Entradas sobre a localização de coisas nomeadas
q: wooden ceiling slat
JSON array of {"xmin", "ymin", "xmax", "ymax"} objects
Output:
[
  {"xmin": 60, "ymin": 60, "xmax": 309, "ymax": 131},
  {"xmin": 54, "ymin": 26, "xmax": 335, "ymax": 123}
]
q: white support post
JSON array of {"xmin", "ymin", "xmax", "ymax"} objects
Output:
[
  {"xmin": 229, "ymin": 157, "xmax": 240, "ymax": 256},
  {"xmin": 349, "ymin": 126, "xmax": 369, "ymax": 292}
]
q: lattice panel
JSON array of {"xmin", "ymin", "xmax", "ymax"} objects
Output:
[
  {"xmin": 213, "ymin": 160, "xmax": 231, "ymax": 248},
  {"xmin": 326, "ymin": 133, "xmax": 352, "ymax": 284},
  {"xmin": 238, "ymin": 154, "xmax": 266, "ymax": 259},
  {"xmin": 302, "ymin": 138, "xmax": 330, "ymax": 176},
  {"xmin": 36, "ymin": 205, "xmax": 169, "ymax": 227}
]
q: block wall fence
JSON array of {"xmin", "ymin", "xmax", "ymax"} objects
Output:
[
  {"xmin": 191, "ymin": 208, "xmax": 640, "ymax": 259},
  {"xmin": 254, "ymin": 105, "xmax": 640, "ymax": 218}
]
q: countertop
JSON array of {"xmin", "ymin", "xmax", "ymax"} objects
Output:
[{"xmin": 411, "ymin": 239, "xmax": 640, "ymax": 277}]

* [Instruções do exercício]:
Apresente todas as linhas dos dados acima como uma tabela em Markdown com as colunas "Número" e "Linha dos dados", numerando as linhas em sequência e deixando de fora as linhas em branco.

* [Resposta]:
| Número | Linha dos dados |
|---|---|
| 1 | q: wooden ceiling slat |
| 2 | JSON array of {"xmin", "ymin", "xmax", "ymax"} objects |
| 3 | Output: |
| 4 | [ |
| 5 |   {"xmin": 60, "ymin": 60, "xmax": 309, "ymax": 131}, |
| 6 |   {"xmin": 54, "ymin": 26, "xmax": 335, "ymax": 123} |
| 7 | ] |
| 8 | q: white support post |
| 9 | JSON array of {"xmin", "ymin", "xmax", "ymax"} objects |
| 10 | Output: |
| 11 | [ |
| 12 |   {"xmin": 229, "ymin": 157, "xmax": 240, "ymax": 256}, |
| 13 |   {"xmin": 349, "ymin": 126, "xmax": 369, "ymax": 292} |
| 14 | ] |
| 15 | q: lattice panel |
| 16 | JSON array of {"xmin", "ymin", "xmax", "ymax"} objects |
| 17 | Output: |
| 18 | [ |
| 19 |   {"xmin": 213, "ymin": 160, "xmax": 231, "ymax": 248}, |
| 20 |   {"xmin": 326, "ymin": 133, "xmax": 352, "ymax": 284}, |
| 21 |   {"xmin": 238, "ymin": 154, "xmax": 266, "ymax": 259}, |
| 22 |   {"xmin": 302, "ymin": 138, "xmax": 330, "ymax": 176}, |
| 23 |   {"xmin": 36, "ymin": 205, "xmax": 169, "ymax": 227} |
| 24 | ] |
| 25 | q: block wall fence |
| 26 | JSON array of {"xmin", "ymin", "xmax", "ymax"} objects |
| 27 | Output: |
| 28 | [ |
| 29 |   {"xmin": 191, "ymin": 208, "xmax": 640, "ymax": 259}, |
| 30 |   {"xmin": 254, "ymin": 105, "xmax": 640, "ymax": 218} |
| 31 | ] |
| 32 | q: countertop |
| 33 | JSON array of {"xmin", "ymin", "xmax", "ymax"} objects |
| 34 | Output: |
| 35 | [{"xmin": 411, "ymin": 239, "xmax": 640, "ymax": 277}] |